◆ Assignment
Read through the entries below and copy each line where "hair" turns up.

◆ Listed entries
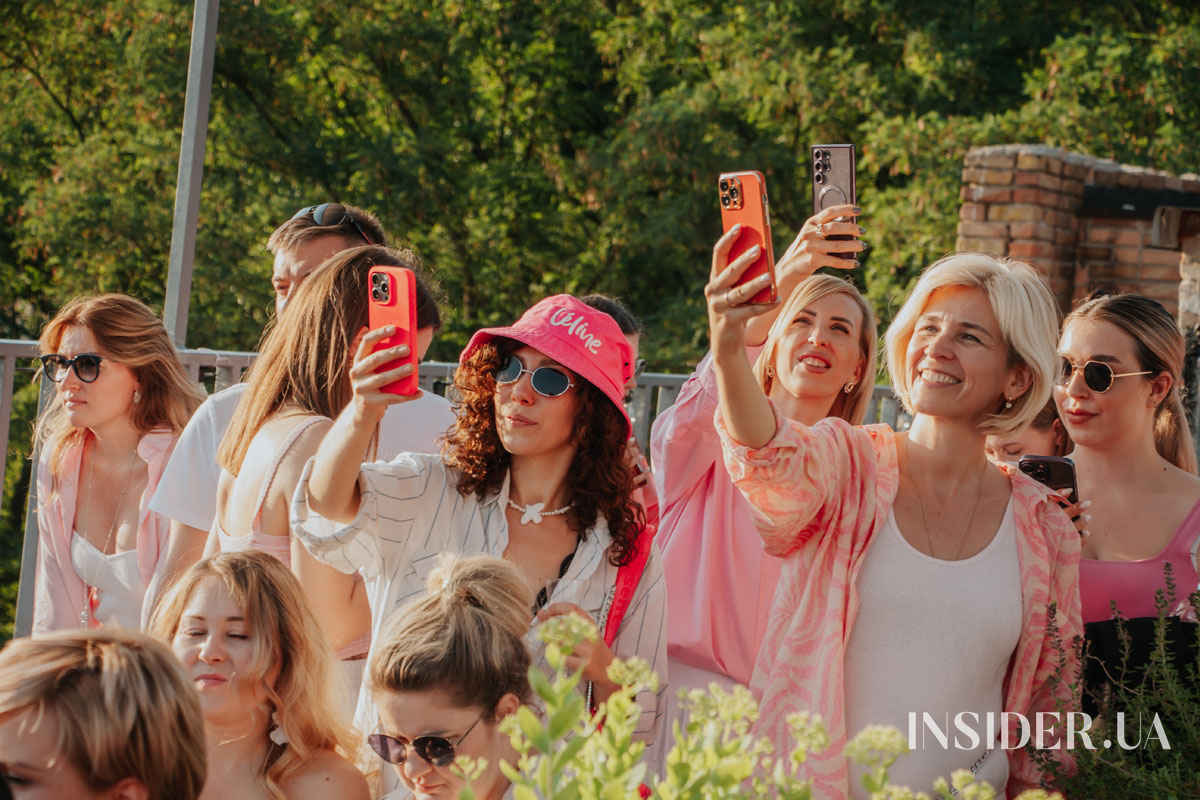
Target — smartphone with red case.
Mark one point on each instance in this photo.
(1056, 473)
(833, 182)
(394, 302)
(744, 202)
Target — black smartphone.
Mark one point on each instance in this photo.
(833, 181)
(1057, 474)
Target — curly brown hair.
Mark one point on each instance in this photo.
(600, 480)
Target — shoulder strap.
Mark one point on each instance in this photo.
(628, 577)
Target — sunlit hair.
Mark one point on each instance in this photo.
(286, 637)
(127, 332)
(599, 481)
(304, 360)
(123, 705)
(466, 636)
(851, 407)
(297, 232)
(1029, 323)
(1159, 348)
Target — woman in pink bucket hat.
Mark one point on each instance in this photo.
(534, 471)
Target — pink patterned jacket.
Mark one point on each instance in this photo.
(819, 494)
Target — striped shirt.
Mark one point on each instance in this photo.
(411, 512)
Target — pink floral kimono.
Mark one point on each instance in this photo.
(819, 494)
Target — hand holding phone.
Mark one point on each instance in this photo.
(393, 301)
(744, 202)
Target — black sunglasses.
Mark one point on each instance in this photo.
(87, 366)
(436, 750)
(547, 382)
(1097, 376)
(331, 215)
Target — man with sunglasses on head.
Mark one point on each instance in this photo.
(189, 486)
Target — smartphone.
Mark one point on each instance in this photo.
(744, 202)
(833, 181)
(394, 302)
(1056, 473)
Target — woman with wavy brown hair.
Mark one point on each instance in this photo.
(121, 398)
(534, 471)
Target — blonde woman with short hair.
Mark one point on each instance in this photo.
(918, 577)
(95, 715)
(449, 668)
(246, 636)
(121, 398)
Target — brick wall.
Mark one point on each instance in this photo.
(1025, 202)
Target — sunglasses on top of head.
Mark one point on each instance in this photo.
(331, 215)
(436, 750)
(1097, 376)
(547, 382)
(87, 366)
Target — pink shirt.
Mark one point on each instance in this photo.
(819, 494)
(58, 589)
(720, 582)
(1132, 584)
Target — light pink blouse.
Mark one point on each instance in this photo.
(819, 494)
(720, 582)
(58, 589)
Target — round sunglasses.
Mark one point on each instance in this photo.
(1097, 376)
(436, 750)
(547, 382)
(87, 366)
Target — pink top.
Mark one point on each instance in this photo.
(58, 590)
(819, 494)
(1133, 584)
(720, 582)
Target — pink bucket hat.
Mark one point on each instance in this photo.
(583, 340)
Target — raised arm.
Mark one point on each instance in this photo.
(334, 482)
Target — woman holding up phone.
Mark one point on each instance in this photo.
(815, 358)
(1119, 396)
(534, 471)
(918, 577)
(121, 398)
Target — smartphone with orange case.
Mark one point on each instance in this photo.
(394, 302)
(744, 200)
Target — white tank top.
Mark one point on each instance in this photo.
(934, 637)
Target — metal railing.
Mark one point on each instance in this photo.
(222, 368)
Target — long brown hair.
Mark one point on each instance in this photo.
(305, 359)
(599, 481)
(287, 637)
(1159, 348)
(127, 332)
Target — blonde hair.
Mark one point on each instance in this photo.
(286, 637)
(305, 361)
(127, 332)
(123, 705)
(851, 407)
(1029, 323)
(1159, 348)
(465, 636)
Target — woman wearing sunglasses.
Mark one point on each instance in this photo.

◆ Response for this exercise
Target — curly brown hair.
Target — sunlit hair.
Target — woman with wavy brown hair.
Target — blonde woman with short hair.
Target — long brown hair.
Target — blonde hair.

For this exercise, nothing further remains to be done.